** SELECTED EXCERPT **

————

Vib Ribbon is a unique rhythm cult hit from the brains behind PaRappa The Rapper which has you walk a straight line to the beat of the music, pressing prompts to dodge obstacles. The game comes with it's own Easy, Medium and Hard levels but also astonishingly allows you to enter your own CDs and play levels based off the music on them; something I think only Monster Rancher let you do.

How is it?

It's actually fantastic and I can see why it's a cult hit. It came to the Playstation in 2000, well into the life cycle and just as the PS2 was hitting shelves. The console wasn't dead by any means with huge PS1 titans like Tony Hawk's Pro Skater 2, Final Fantasy IX and Spyro The Dragon 3 coming out, and in fact it was still the best selling console that year but it was the swansong for the PS1 as 2001 saw the PS2 completely dominate the console market.

————

** MATERIAL SHOWN **
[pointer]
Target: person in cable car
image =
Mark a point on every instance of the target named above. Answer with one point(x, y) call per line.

————

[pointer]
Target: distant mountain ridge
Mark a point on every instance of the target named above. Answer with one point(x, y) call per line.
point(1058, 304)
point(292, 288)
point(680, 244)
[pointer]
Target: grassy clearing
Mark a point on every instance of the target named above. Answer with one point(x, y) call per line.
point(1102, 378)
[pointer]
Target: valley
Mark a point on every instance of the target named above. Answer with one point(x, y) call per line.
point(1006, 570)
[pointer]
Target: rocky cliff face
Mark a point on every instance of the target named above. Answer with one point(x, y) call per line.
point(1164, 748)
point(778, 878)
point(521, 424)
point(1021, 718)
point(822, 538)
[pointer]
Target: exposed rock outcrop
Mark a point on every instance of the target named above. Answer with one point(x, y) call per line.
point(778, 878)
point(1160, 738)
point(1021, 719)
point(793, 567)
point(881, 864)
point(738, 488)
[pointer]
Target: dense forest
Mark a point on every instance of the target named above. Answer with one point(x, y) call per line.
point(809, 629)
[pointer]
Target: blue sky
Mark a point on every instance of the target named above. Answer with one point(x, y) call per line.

————

** THE TASKS **
**A.** Update the stretch of the Vib Ribbon review from "It's actually fantastic" through "the console market.", putting "PlayStation 2" wherever "PS2" appears.
**B.** According to the Vib Ribbon review, in what year did the game come to the console?
**C.** Pick up the Vib Ribbon review after its last sentence and keep writing it.
The records can be left aside.

** RESPONSES TO THE EXERCISE **
**A.**
It's actually fantastic and I can see why it's a cult hit. It came to the Playstation in 2000, well into the life cycle and just as the PlayStation 2 was hitting shelves. The console wasn't dead by any means with huge PS1 titans like Tony Hawk's Pro Skater 2, Final Fantasy IX and Spyro The Dragon 3 coming out, and in fact it was still the best selling console that year but it was the swansong for the PS1 as 2001 saw the PlayStation 2 completely dominate the console market.

**B.** It came out in 2000.

**C.**
So you'd be forgiven for not having played or heard of this game, but like me, you've missed out on an incredibly unique experience. The whole presentation is a joy with everything made up of black background and white vector lines and that's it. The protagonist Vibri is wonderful and animated too as she dances and skips through the stages to some thumpingly strange beats. You press 4 buttons to dodge specific obstacles, cleverly shaped the same as the button you have to press. A loop is R, a block is L, a pit is Down and waves ^^^ are X. In harder stages they combine shapes so you have to press two buttons to get through, e.g a block with waves on would be L1 and X, a loop with a pit would be R1 and Down.
As you combo obstacles you gain little pellets that eventually transform you into some sort of ballerina that increases your score, and if you take too many hits the screen will distort and you'll transform into a frog, then a worm and then game over.

There is no story, just difficulty modes, High Score boards and endless potential for levels based on your music taste. It is the ultimate expression of less is more and it's truly a shame it came out so late or it would be considered a defining moment of the console.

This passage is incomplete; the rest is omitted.